→ Questions
1. List every node that the passage on D-separation names.
2. Pick up the passage on D-separation from where it stops.

→ Passage shown
Are $a$ and $d$ D-separated given $e$?

]
.right.right-column[
  .width-60[![](images/D-separation2.svg) ]

Are $a$ and $d$ D-separated given $b$?
]
.reset-column[

]

???

- In the graph on the left, the path from a to d is not blocked by node b because it is a tail-to-tail node which is not observed, nor is it blocked by node c because, it is a head-to-head node and it has a descendant e which is observed. Thus $a$ and $d$ are **not** D-separated given $e$.

- In the graph on the right, the path from a to d is blocked by node b because this is a tail-to-tail node that is observed. This path is also blocked by node c because e is a head-to-head node and neither it nor its descendant are in the conditioning set. So $a$ and $d$ are indeed D-separated given $b$.

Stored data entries
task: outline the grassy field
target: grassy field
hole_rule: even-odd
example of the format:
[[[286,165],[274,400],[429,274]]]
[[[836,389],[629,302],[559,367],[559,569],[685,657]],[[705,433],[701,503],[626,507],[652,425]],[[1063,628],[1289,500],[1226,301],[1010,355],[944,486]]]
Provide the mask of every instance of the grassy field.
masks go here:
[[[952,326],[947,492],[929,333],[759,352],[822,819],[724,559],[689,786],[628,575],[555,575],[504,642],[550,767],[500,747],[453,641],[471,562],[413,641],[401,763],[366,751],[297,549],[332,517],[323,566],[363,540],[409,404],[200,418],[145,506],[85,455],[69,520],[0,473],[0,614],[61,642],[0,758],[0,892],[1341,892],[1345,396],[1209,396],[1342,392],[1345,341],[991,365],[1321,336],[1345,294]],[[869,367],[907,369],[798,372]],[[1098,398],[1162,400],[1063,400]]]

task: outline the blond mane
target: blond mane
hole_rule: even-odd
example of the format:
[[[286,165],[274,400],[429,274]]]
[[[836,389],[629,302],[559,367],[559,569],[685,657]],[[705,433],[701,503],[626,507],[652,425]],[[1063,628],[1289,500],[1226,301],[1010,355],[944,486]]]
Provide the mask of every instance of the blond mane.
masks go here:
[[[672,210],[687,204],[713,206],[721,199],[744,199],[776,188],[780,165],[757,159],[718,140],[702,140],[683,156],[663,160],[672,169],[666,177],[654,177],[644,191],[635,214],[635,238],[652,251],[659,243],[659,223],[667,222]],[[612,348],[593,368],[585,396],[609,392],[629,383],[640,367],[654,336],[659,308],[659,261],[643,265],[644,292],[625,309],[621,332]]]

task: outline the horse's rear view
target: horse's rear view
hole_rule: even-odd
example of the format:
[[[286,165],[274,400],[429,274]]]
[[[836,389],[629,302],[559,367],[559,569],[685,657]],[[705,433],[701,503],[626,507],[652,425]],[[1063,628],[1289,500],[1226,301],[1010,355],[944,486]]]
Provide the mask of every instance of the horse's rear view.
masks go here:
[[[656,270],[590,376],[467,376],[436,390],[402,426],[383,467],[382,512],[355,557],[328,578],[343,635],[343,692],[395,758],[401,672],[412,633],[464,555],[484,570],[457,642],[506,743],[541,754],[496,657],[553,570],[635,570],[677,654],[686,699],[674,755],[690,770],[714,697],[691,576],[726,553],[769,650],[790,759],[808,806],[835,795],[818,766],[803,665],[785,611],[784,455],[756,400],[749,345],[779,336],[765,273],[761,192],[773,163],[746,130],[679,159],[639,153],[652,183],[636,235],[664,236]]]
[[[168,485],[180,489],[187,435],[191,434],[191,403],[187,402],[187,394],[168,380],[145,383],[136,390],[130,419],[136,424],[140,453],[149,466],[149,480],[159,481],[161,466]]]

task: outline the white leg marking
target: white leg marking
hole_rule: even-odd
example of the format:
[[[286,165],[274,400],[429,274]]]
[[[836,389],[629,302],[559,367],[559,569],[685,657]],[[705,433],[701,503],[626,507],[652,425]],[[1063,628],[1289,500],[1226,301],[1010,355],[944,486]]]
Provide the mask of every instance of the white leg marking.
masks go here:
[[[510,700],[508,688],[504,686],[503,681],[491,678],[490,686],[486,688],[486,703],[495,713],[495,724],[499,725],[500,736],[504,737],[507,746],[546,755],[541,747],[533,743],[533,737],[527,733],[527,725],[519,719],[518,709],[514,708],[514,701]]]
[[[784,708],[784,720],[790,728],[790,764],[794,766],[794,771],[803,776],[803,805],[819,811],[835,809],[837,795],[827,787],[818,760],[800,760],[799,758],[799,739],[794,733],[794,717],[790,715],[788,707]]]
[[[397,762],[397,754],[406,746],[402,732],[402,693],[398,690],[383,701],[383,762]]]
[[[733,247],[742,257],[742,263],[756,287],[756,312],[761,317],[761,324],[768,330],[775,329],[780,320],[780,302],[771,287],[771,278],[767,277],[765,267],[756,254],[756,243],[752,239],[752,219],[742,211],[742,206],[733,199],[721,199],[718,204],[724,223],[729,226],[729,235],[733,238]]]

→ Outputs in order
1. a, b, c, d, e

2.
---
class: middle

.left-column[
  .width-60[![](images/D-separation3.svg) ]

Are $a$ and $e$ D-separated given $b$ and $c$?

]
.right.right-column[
  .width-60[![](images/D-separation4.svg) ]

Are $b$ and $c$ D-separated given $a$ and $e$?
]
.reset-column[

]

???

- In the graph on the left, the path from a to d is blocked by node b because this is a head-to-tail node that is observed. The same applies for node c. Thus $a$ and $e$ are D-separated.

- In the graph on the right, b and c are connected by an active path (i.e. a path that is not blocked). This path goes through node e which is a head-to-head node that is observed. Therefore $b$ and $c$ are not D-separated, even though the path which goes through node a is blocked, as node a is a tail-to-tail node that is observed.

- You may find all this pretty abstract, but it is actually essential when you perform inference in Bayesian networks.

---
### Homework

For each of the three Markov models shown below, are $x\_{t-1}$ and $y\_{t+1}$ D-separated given

1. $x\_t$
2. $y\_t$
3. $\\{x\_t, y\_t\\}$?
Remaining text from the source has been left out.